Exercise instructions = Convert all of the items below into a JSON array of strings, one string per line, omitting blank lines.

Pointing and labeling items
■ ■ ■ ■

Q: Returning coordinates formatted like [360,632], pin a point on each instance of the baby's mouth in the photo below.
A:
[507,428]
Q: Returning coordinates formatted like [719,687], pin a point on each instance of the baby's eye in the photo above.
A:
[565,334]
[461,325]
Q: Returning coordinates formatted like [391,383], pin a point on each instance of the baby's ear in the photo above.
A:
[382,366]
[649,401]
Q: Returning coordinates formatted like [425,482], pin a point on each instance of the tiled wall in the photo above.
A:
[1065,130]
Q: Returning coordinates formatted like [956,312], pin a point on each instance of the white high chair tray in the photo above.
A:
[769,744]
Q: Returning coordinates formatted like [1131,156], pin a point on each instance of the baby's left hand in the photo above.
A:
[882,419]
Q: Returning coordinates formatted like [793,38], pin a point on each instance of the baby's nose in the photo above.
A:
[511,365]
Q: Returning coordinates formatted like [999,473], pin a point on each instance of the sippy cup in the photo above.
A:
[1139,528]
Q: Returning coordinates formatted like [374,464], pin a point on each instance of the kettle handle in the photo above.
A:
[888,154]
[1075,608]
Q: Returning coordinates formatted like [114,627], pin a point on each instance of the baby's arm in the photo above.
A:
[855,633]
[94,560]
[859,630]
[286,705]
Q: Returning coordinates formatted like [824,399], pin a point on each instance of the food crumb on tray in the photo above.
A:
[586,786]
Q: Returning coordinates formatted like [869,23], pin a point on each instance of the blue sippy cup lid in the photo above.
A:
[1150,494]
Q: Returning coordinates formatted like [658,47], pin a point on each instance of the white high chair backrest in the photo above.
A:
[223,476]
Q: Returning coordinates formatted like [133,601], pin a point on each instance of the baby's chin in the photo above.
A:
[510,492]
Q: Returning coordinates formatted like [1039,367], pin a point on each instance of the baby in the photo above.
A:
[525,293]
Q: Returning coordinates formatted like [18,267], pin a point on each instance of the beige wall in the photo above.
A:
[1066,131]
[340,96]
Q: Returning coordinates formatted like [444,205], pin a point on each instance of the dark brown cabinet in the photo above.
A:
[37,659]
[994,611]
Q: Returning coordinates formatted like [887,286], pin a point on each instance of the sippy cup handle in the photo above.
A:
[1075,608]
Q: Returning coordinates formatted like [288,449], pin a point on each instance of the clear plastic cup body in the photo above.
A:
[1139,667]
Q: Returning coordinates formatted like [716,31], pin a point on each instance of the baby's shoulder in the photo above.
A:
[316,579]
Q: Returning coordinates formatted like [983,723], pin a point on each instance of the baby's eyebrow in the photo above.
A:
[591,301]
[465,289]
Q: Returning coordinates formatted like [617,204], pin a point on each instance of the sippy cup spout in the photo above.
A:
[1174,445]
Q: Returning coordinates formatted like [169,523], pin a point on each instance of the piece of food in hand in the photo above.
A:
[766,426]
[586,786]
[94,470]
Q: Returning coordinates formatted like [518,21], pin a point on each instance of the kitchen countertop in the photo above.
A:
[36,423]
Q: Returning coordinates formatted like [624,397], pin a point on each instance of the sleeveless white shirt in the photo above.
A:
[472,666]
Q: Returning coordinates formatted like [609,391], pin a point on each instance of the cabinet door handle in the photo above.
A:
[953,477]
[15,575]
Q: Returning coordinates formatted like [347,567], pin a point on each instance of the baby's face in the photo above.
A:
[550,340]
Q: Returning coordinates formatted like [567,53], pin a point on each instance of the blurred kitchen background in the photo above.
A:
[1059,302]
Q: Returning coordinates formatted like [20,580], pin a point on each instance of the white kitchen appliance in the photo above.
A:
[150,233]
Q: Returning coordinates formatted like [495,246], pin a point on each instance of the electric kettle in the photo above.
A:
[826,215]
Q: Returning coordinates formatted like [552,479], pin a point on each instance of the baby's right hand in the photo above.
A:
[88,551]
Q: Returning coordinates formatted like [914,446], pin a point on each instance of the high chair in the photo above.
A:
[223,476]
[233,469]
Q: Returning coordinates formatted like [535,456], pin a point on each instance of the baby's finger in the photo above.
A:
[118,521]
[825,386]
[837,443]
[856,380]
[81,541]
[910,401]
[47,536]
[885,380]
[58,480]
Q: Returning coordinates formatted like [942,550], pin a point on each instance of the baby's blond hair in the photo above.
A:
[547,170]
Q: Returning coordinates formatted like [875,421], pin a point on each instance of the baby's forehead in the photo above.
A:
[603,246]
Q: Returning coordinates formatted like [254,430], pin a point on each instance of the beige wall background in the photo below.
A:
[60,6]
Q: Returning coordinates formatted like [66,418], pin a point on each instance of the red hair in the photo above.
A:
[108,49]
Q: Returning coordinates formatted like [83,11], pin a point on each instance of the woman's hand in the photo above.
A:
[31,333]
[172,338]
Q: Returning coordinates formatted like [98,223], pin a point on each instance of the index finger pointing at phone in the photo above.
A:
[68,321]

■ ■ ■ ■

Correct output =
[
  "Q: Returning coordinates formatted like [360,632], pin a point on each instance of the baby's mouth in the photo below.",
  "A:",
  "[507,428]",
  "Q: Returning coordinates formatted like [719,687], pin a point on each instance of the baby's eye in the photo above.",
  "A:",
  "[565,334]",
  "[461,325]",
  "Q: Returning coordinates formatted like [391,383], pin a point on each instance of the baby's ear in the photo above.",
  "A:",
  "[382,366]",
  "[649,401]",
  "Q: Returning coordinates formatted like [425,482], pin a point on each instance of the tiled wall in the photo above.",
  "A:",
  "[1065,130]",
  "Q: Returning coordinates formatted like [956,312], pin a point on each instance of the white high chair tray in the photo above.",
  "A:",
  "[769,744]",
  "Q: Returning coordinates formatted like [1131,156], pin a point on each instance of the baby's left hand in the photo above.",
  "A:",
  "[882,419]",
  "Q: Returning coordinates formatted like [793,38], pin a point on each instance of the baby's nose in the photo above.",
  "A:",
  "[511,365]",
  "Q: Returning coordinates formatted like [999,473], pin a point on each instance of the sippy cup in the photo above.",
  "A:",
  "[1139,528]",
  "Q: Returning coordinates formatted like [374,464], pin a point on each instance of the kettle handle in the photo above.",
  "A:",
  "[888,154]",
  "[1075,608]",
  "Q: Returning coordinates formatted like [114,627], pin a point on each instance of the baby's arm in the photo above.",
  "A:",
  "[855,633]",
  "[94,560]",
  "[859,630]",
  "[286,705]",
  "Q: Returning coordinates formatted like [824,399], pin a point on each instance of the food crumb on tray in the photo above.",
  "A:",
  "[586,786]",
  "Q: Returning coordinates formatted like [869,23], pin a point on each instance of the blue sippy cup lid in the photo above.",
  "A:",
  "[1150,494]",
  "Q: Returning coordinates formatted like [658,47], pin a point on each instance of the white high chair backrest in the photo above.",
  "A:",
  "[223,476]",
  "Q: Returning coordinates formatted like [133,601], pin a point on each instance of the baby's chin in the photo above.",
  "A:",
  "[510,492]",
  "Q: Returning coordinates formatted like [1039,367], pin a point on each instance of the baby in the photo above.",
  "A:",
  "[525,293]",
  "Q: Returning coordinates formatted like [18,267], pin a point on each instance of the beige wall in the photo above.",
  "A:",
  "[1066,131]",
  "[340,96]",
  "Q: Returning coordinates formatted like [444,205], pin a point on each instance of the dark brown cabinet in the photo above.",
  "A:",
  "[37,659]",
  "[994,611]",
  "Q: Returning coordinates formatted like [887,286], pin a point on each instance of the sippy cup handle in the photo above.",
  "A:",
  "[1075,608]",
  "Q: Returning coordinates formatted like [288,449], pin a point on each instance of the clear plastic cup body in the photo above.",
  "A:",
  "[1139,667]",
  "Q: Returning coordinates formatted like [716,31], pin a point on each instance of the baby's shoulder in the photo above.",
  "A:",
  "[316,579]",
  "Q: Returning coordinates formatted like [983,723], pin a point on each instance of the baby's eyebrow in the photo above.",
  "A:",
  "[591,301]",
  "[465,289]",
  "Q: Returning coordinates formatted like [617,204], pin a point on each instance of the sippy cup spout in the photo above.",
  "A:",
  "[1174,445]",
  "Q: Returning coordinates formatted like [169,523], pin a point on each instance of the piece of food in hand in the photo above.",
  "A:",
  "[766,426]",
  "[586,786]",
  "[94,470]",
  "Q: Returning coordinates formatted like [518,21], pin a point on each instance of the kitchen countertop in the photo above.",
  "A:",
  "[36,423]",
  "Q: Returning coordinates formatted like [624,397], pin a point on each instance of the sleeveless white shirt in the photo above.",
  "A:",
  "[472,666]",
  "Q: Returning coordinates formatted like [609,391], pin a point on each instance of the cabinet door handle in the photo above.",
  "A:",
  "[953,477]",
  "[15,575]",
  "Q: Returning coordinates formatted like [347,567], pin a point on each instance of the baby's face in the photo above.",
  "A:",
  "[550,340]",
  "Q: Returning coordinates formatted like [567,53], pin a point on each instance of the blurred kitchen background in the photo above.",
  "A:",
  "[1059,302]",
  "Q: Returning coordinates formatted like [20,580], pin a point on each instance of the white kitchen appliance in the photo above.",
  "A:",
  "[150,233]",
  "Q: Returning coordinates formatted like [495,246], pin a point on each instance of the electric kettle in the photo above.",
  "A:",
  "[826,215]",
  "Q: Returning coordinates formatted like [552,479], pin a point on each instance of the baby's right hand in the photo above.",
  "A:",
  "[88,551]",
  "Q: Returning coordinates formatted like [914,446], pin a point on each instance of the high chair in the photo above.",
  "A:",
  "[223,476]",
  "[233,469]",
  "Q: Returning coordinates formatted like [535,456], pin a point on each instance of the baby's finger in the photo above.",
  "A:",
  "[118,521]",
  "[825,386]",
  "[837,443]",
  "[856,380]",
  "[81,541]",
  "[910,401]",
  "[47,536]",
  "[885,380]",
  "[58,480]",
  "Q: Returning coordinates formatted like [942,550], pin a point on each instance of the baby's blond hair in the photo above.",
  "A:",
  "[547,170]",
  "Q: Returning coordinates formatted like [875,421], pin a point on each instance of the baby's forehead in the photo above.",
  "A:",
  "[603,246]",
  "Q: Returning coordinates formatted like [254,430], pin a point on each instance of the beige wall background in the photo below.",
  "A:",
  "[60,6]",
  "Q: Returning coordinates formatted like [66,418], pin a point on each instance of the red hair in the photo above.",
  "A:",
  "[108,49]",
  "Q: Returning coordinates formatted like [83,11], pin a point on each instance of the woman's hand in the photo above.",
  "A:",
  "[31,333]",
  "[172,338]",
  "Q: Returning coordinates formatted like [98,223], pin a point on each instance of the index finger pointing at phone in the photo above.",
  "A:",
  "[68,321]"
]